Bank of America's agreement to pay $33m (£20m) to settle charges it misled its shareholders over investment banking bonuses is "not remotely reasonable" if the charges are true, a judge declared yesterday.

In a Manhattan court, Judge Jed Rakoff refused to rubber-stamp the deal, agreed between BofA and the Securities and Exchange Commission last week, saying the fine was far too small compared to the sums of money in dispute.

The SEC alleged that BofA and its directors made "materially false and misleading statements" when they asked investors to approve the acquisition of Merrill Lynch, the investment bank, in December. BofA said then that it had agreed Merrill would not pay bonuses for 2008 until after the new owners took charge, but in fact no such agreement existed. In fact, in a secret memo drawn up when the acquisition was negotiated, Merrill was authorised to pay up to $5.8bn in bonuses.

In the end, Merrill distributed $3.6bn in its dying days as an independent company.

BofA agreed to the settlement with the SEC without admitting wrongdoing, but Judge Rakoff said he had "misgivings" about how the figure of $33m was reached. "When this settlement first came to me it seemed to me to be lacking, for lack of a better word, in transparency," he said. If BofA broke the law by not disclosing the bonuses, "is there not something strangely askew in a fine of $33m?" he asked.

------------------------------------------------------------

-- ACTIVITY 1 --
Revise the Bank of America settlement report from "In a Manhattan" down to "an independent company.", changing "bonuses" to "payouts" throughout.
-- ACTIVITY 2 --
Resume the Bank of America settlement report, starting after its final sentence.
The rows that follow are not needed.

-- PROVIDED INFORMATION --
------------------------------------------------------------

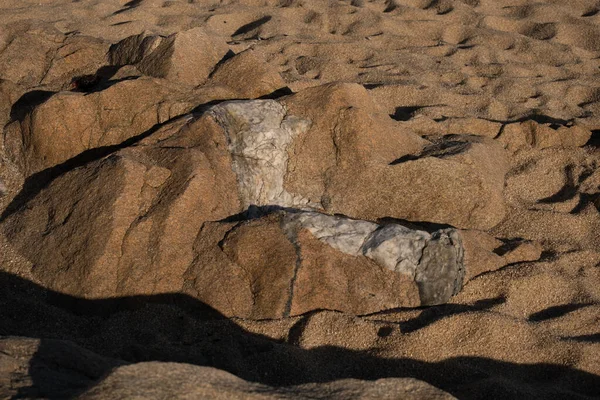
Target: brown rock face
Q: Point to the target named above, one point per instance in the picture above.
(249, 75)
(182, 381)
(125, 224)
(354, 161)
(293, 262)
(143, 214)
(68, 123)
(186, 57)
(34, 54)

------------------------------------------------------------

-- ANSWER 1 --
In a Manhattan court, Judge Jed Rakoff refused to rubber-stamp the deal, agreed between BofA and the Securities and Exchange Commission last week, saying the fine was far too small compared to the sums of money in dispute.

The SEC alleged that BofA and its directors made "materially false and misleading statements" when they asked investors to approve the acquisition of Merrill Lynch, the investment bank, in December. BofA said then that it had agreed Merrill would not pay payouts for 2008 until after the new owners took charge, but in fact no such agreement existed. In fact, in a secret memo drawn up when the acquisition was negotiated, Merrill was authorised to pay up to $5.8bn in payouts.

In the end, Merrill distributed $3.6bn in its dying days as an independent company.

-- ANSWER 2 --
The judge ordered both sides to return with more information later this month, delaying any settlement deal until at last early September and marking another blow to BofA chief executive, Ken Lewis, who is battling a string of legal assaults against his handling of the Merrill acquisition. If Judge Rakoff decides there is enough evidence that BofA did break securities laws, he could order the two sides to come up with a much more expensive settlement or prepare for a trial.

Elsewhere another bank, State Street, said yesterday that it may have to pay more than $625m to deal with claims that it put its most risk-averse investors into toxic sub-prime mortgages. SEC staff have recommended that the agency launch a fraud prosecution against it.

Some 28,000 individuals' pension funds were part-invested with two State Street bond funds which had begun to invest in subprime mortgages, and which plunged in value in 2007. The Boston-based bank had set aside $625m to cover the legal morass, but said that the reserve "may not be sufficient to address ongoing litigation" if the SEC sues and seeks monetary penalties.